**** Extracted text

Good morning, everyone.
I'm really reminded with how beautiful this day is really how beautiful a day we had on 9/11. How a day that began with such wonderful weather and beautiful promise was spoiled.
So let me just first thank the other speakers: Pastor [Goodloe], Admiral Grady, and Ms. Walsh for your really powerful remarks.
And to all of our distinguished guests and all of you, thank you for being here to observe the anniversary of this tragedy.
I'm honored to join you in fulfilling our enduring promise to never forget what happened on this day and in this place, and to honor those who we have lost.
For many of us, it's hard to believe it's been 23 years since the tragic events that took place here on September 11th, 2001. Many of us here today have personal memories of what happened that day. Our own firsthand accounts of what transpired- and those memories remain vivid.
Some of you, like me, like several of our speakers, were working in the Pentagon.
Some of you might have witnessed with shock as events unfolded on television in your home, in your office, in your school.
If you're of a certain age, you can likely recall vividly where you were, what you were doing, and the mixture of emotions you might have felt — fear, outrage, surprise, worry, and sympathy and sadness for those who perished here, and in New York, and in Pennsylvania.
And yet, on one of the darkest days in American history, a sense of duty arose instinctively and immediately throughout the nation, including here in the Pentagon.

********
**** Supplied material

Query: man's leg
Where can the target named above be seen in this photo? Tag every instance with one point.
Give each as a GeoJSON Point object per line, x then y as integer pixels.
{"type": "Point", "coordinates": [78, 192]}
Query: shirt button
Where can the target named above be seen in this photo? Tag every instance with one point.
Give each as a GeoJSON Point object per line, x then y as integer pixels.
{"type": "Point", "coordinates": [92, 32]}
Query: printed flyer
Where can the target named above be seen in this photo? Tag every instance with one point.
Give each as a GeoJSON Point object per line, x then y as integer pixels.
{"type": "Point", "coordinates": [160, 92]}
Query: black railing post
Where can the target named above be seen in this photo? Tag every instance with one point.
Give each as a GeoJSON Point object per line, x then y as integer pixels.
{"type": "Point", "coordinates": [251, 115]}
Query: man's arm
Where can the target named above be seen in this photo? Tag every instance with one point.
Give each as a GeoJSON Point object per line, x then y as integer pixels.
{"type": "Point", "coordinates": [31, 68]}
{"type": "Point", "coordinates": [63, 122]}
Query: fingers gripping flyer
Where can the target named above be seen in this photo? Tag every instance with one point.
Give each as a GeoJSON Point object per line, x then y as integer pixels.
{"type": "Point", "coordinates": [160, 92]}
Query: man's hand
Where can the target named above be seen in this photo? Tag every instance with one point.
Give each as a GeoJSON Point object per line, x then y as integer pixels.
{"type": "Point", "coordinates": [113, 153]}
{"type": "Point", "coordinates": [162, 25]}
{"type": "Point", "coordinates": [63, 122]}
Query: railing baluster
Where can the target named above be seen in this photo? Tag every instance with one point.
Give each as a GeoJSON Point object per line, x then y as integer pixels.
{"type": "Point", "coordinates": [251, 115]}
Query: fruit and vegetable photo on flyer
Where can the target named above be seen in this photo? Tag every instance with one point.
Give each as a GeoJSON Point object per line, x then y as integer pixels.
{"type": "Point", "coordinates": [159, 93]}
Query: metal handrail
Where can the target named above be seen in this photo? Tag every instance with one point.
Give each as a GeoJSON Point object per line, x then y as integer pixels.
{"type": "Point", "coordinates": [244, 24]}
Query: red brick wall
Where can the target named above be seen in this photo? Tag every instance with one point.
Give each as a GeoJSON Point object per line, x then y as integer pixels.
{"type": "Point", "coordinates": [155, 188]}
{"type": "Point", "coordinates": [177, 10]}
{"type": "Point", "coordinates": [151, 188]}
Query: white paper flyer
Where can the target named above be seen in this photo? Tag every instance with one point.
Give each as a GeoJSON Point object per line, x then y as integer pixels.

********

#### Actions to take:
- A) How many years have passed since September 11, 2001, according to the 9/11 anniversary remarks?
- B) Write out the 9/11 anniversary remarks, starting at "Some of you, like" and ending at "and in Pennsylvania.".

#### Answers to the problems:
- A) 23 years.

- B)
Some of you, like me, like several of our speakers, were working in the Pentagon.
Some of you might have witnessed with shock as events unfolded on television in your home, in your office, in your school.
If you're of a certain age, you can likely recall vividly where you were, what you were doing, and the mixture of emotions you might have felt — fear, outrage, surprise, worry, and sympathy and sadness for those who perished here, and in New York, and in Pennsylvania.